#### [What you will do]
The full listing below must be printed exactly, word for word.

#### [Entries provided]
BEGIN
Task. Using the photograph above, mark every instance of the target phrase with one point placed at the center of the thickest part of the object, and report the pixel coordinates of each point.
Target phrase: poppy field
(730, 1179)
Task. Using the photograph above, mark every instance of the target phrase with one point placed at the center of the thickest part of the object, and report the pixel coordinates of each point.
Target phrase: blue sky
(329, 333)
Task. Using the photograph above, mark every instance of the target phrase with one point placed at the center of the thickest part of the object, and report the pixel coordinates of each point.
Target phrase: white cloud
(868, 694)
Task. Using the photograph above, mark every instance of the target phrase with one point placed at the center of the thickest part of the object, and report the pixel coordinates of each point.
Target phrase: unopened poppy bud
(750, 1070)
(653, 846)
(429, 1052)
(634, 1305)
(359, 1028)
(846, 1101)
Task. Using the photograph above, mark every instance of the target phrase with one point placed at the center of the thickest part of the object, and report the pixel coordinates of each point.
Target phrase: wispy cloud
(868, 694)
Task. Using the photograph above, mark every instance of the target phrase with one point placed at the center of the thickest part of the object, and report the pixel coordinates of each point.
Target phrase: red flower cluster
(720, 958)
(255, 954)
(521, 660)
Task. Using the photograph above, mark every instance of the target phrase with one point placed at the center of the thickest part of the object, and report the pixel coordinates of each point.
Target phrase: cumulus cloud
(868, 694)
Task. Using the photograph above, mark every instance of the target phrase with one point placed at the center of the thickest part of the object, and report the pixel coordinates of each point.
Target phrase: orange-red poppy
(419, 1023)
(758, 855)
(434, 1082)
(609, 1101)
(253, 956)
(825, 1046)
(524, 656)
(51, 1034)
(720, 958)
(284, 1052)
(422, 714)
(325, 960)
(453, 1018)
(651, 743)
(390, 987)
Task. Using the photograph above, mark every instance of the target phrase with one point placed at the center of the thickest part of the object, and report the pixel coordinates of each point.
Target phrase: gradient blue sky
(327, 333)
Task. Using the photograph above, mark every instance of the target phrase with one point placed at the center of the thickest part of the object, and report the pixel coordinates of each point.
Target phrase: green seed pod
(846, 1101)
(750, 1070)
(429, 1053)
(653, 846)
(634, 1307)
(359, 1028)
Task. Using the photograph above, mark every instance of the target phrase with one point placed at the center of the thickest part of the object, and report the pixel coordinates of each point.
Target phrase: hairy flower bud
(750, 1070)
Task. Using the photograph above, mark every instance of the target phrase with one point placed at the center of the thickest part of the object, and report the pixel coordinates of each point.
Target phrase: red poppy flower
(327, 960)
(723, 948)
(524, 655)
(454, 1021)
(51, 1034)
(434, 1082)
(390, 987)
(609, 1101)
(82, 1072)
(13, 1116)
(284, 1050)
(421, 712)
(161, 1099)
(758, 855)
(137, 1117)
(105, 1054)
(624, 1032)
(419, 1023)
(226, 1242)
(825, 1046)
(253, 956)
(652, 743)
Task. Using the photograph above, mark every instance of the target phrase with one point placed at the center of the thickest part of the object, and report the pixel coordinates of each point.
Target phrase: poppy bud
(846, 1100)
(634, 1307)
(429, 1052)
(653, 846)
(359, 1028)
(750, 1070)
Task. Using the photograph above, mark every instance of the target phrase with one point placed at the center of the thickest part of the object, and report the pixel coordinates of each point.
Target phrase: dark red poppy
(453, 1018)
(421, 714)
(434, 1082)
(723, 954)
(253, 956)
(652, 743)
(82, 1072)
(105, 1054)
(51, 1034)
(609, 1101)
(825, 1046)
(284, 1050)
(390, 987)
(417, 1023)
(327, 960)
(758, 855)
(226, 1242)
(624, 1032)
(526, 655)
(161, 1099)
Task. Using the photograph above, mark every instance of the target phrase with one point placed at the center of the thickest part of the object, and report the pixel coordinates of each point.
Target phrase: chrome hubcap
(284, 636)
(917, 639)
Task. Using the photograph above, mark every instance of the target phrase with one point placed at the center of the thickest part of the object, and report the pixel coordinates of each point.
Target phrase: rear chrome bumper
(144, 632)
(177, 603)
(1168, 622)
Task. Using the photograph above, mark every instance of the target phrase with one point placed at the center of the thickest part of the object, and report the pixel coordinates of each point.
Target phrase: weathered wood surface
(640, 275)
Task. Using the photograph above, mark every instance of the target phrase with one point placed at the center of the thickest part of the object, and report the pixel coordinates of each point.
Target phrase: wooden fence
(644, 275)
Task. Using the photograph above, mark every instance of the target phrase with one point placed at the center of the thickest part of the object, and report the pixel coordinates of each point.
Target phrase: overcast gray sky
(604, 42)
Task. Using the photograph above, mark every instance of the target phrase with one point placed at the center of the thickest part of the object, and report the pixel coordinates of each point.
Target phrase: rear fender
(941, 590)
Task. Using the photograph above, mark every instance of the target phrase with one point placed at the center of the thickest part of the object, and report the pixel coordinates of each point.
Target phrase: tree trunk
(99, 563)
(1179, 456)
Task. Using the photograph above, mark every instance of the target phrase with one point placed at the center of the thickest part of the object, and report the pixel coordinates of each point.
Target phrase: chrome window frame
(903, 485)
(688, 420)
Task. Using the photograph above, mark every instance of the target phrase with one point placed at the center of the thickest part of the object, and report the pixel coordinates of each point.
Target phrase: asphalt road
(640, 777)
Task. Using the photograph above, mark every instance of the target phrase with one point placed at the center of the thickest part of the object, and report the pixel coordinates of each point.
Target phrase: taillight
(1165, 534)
END
#### [Expected output]
Task. Using the photograph above, mark every instance of the target phrase with one point placed at the center of the thickest part of the object, and report the pixel coordinates of each point.
Target phrase: poppy field
(730, 1179)
Task. Using the photograph above, mark every instance of the target phrase with one point placed at the center of the thickest part of the object, and report the pixel coordinates of each point.
Target phrase: blue sky
(329, 333)
Task. Using the photograph above, mark every instance of the target phrase with one point placed at the center of the thickest part of the object, and report the pixel coordinates of each point.
Target phrase: white cloud
(868, 694)
Task. Using the photograph above, mark every instance of the target phrase with one point placed at the center of the thickest part of the object, and report the pixel coordinates of each point.
Target phrase: unopened poppy bud
(750, 1070)
(653, 846)
(429, 1052)
(634, 1305)
(359, 1028)
(846, 1101)
Task. Using the photograph above, mark every instance of the target phrase with one point placed at the center of the thickest part of the object, and report the pixel coordinates of each point.
Target phrase: wispy cloud
(868, 694)
Task. Using the photograph above, mark every instance of the target phrase with one point placed at the center of the thickest part of the object, and report the pixel coordinates of each point.
Target phrase: red flower cluster
(720, 958)
(255, 954)
(521, 660)
Task. Using the photograph above, mark every instance of the target phrase with one point placed at the center of the thickest part of the object, and report the pixel coordinates of each point.
Target phrase: cumulus cloud
(868, 694)
Task. Using the photograph above, mark every instance of the target phrase with one point placed at the center of the thickest part of the object, and report the pixel coordinates of each point.
Target phrase: orange-red poppy
(419, 1023)
(758, 855)
(434, 1082)
(609, 1101)
(253, 956)
(825, 1046)
(524, 656)
(51, 1034)
(720, 958)
(284, 1052)
(422, 714)
(325, 960)
(453, 1018)
(651, 743)
(390, 987)
Task. Using the photograph above, mark every instance of the target phrase with one point placed at the center of the thickest part of the object, and report the pixel coordinates of each point.
Target phrase: gradient blue sky
(327, 333)
Task. Using the photograph above, mark every instance of the target phrase with one point placed at the center of the thickest part of the object, and report the pixel coordinates of each point.
Target phrase: green seed pod
(846, 1101)
(750, 1070)
(429, 1053)
(653, 846)
(634, 1307)
(359, 1028)
Task. Using the photograph above, mark every instance of the target phrase with one point placed at the center of the thickest part of the object, and report the pixel coordinates of each point.
Target phrase: hairy flower bud
(750, 1070)
Task. Using the photograph above, mark every instance of the target phrase with one point placed at the center of the thickest part of the object, and report the pixel coordinates of each point.
Target phrase: red poppy flower
(327, 960)
(723, 948)
(524, 655)
(454, 1021)
(51, 1034)
(434, 1082)
(390, 987)
(609, 1101)
(82, 1072)
(13, 1116)
(284, 1050)
(421, 712)
(161, 1099)
(758, 855)
(137, 1117)
(105, 1054)
(624, 1032)
(419, 1023)
(226, 1242)
(825, 1046)
(253, 956)
(652, 743)
Task. Using the photograph above, mark every instance of the target phrase with one point placed at the center of the thickest part of the object, and report the pixel coordinates of each point.
Target phrase: poppy bud
(846, 1100)
(634, 1307)
(429, 1052)
(653, 846)
(359, 1028)
(750, 1070)
Task. Using the photograph above, mark every instance of the target phrase with one point placed at the center of the thickest part of the object, and report the pixel coordinates of each point.
Target phrase: dark red poppy
(453, 1018)
(421, 714)
(434, 1082)
(723, 954)
(253, 956)
(652, 743)
(82, 1072)
(105, 1054)
(51, 1034)
(609, 1101)
(825, 1046)
(284, 1050)
(390, 987)
(417, 1023)
(327, 960)
(758, 855)
(226, 1242)
(624, 1032)
(526, 655)
(161, 1099)
Task. Using the photograph above, mark every instance of the target phrase with one point placed at the center of the thickest part of the object, and report the pixel coordinates of each point.
Target phrase: chrome hubcap
(284, 636)
(917, 639)
Task. Using the photograph above, mark every instance of the target phrase with one point placed at the center of the thickest part of the object, and report the pixel coordinates of each point.
Target phrase: rear chrome bumper
(144, 632)
(177, 603)
(1168, 622)
Task. Using the photograph above, mark every instance of the target phrase with one point placed at the center of the thickest part of the object, and report the pixel coordinates of each point.
Target phrase: weathered wood surface
(640, 275)
Task. Using the photograph above, mark every instance of the target phrase with one point placed at the center of the thickest part of the object, and report the pixel coordinates of each point.
Target phrase: wooden fence
(644, 275)
Task. Using the photograph above, mark every instance of the target phrase with one point placed at the center of the thickest part of the object, and report the pixel coordinates of each point.
Target phrase: overcast gray sky
(604, 42)
Task. Using the photograph above, mark every instance of the target phrase with one point placed at the center of the thickest part of the object, and report the pixel coordinates of each point.
Target phrase: rear fender
(941, 590)
Task. Using the photograph above, mark every instance of the target phrase with one point placed at the center of the thickest part of the object, and report the pixel coordinates of each point.
Target phrase: tree trunk
(99, 563)
(1179, 456)
Task. Using the photograph above, mark every instance of the target phrase with one point placed at the center of the thickest part of the object, and report the pixel coordinates of each point.
Target phrase: chrome window frame
(903, 485)
(688, 420)
Task. Using the photograph above, mark every instance of the target phrase with one point placed at the center of the thickest part of the object, and report the pixel coordinates of each point.
Target phrase: asphalt road
(640, 777)
Task. Using the photograph above, mark every instance of the target phrase with one point placed at the center of the thickest part of the object, and report the pixel coordinates of each point.
Target phrase: taillight
(1165, 534)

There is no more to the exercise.